→ Supplied information:

▶

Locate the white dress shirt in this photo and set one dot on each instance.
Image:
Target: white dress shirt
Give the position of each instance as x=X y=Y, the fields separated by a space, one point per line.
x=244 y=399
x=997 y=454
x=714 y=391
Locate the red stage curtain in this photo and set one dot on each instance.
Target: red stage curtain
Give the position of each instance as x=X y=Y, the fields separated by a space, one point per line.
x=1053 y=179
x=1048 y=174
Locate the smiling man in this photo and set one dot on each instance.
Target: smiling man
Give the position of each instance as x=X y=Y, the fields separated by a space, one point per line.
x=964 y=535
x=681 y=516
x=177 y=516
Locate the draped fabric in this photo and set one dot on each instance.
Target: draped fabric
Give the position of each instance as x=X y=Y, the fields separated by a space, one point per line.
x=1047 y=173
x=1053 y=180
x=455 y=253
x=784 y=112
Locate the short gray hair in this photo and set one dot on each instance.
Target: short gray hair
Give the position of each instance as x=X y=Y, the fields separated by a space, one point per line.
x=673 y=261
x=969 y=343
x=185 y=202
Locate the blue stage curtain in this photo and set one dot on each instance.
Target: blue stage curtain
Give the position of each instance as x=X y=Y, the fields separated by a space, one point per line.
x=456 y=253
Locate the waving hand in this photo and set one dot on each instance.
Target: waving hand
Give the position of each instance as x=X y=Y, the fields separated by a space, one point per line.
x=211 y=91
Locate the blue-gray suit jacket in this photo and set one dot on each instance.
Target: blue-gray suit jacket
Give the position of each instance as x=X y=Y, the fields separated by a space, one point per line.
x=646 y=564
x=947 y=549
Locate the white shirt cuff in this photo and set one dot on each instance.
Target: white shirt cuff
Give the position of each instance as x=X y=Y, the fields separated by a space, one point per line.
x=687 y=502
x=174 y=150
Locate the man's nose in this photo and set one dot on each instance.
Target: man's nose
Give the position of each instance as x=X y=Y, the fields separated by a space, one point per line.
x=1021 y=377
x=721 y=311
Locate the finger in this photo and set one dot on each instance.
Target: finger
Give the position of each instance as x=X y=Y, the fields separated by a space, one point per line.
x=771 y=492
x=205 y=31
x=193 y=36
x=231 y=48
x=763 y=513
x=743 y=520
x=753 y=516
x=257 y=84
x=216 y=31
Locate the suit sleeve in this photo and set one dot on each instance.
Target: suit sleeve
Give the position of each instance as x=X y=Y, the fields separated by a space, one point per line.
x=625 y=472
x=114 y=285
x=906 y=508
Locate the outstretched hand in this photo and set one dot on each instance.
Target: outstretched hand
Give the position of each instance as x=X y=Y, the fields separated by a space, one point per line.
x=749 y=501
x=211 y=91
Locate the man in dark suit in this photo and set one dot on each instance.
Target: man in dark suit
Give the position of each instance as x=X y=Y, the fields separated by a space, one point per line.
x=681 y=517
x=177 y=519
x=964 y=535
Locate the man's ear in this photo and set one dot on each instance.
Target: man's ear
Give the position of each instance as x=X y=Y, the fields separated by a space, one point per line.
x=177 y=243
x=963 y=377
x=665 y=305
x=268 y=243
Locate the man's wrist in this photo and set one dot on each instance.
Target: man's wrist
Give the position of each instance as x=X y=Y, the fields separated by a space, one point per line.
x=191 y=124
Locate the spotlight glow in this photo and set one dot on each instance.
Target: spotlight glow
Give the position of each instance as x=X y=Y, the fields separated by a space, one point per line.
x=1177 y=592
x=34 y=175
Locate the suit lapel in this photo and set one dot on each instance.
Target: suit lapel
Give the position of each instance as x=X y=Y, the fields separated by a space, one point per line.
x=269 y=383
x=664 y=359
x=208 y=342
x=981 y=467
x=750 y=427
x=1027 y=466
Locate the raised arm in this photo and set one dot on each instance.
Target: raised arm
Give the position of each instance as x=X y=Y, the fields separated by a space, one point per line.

◀

→ Aim:
Could you rescale the rows from "Locate the short" through "x=185 y=202" by writing out every line again, request lines included, with each x and y coordinate in the answers multiplied by 1.85 and rounded to a whole number (halves rounding up)? Leave everything else in those lines unchanged.

→ Exercise answer:
Locate the short gray hair in this photo and set one dot on each instance.
Target: short gray hair
Give the position of each instance as x=X y=Y, the fields separated by a space, one point per line.
x=1245 y=483
x=1793 y=635
x=342 y=374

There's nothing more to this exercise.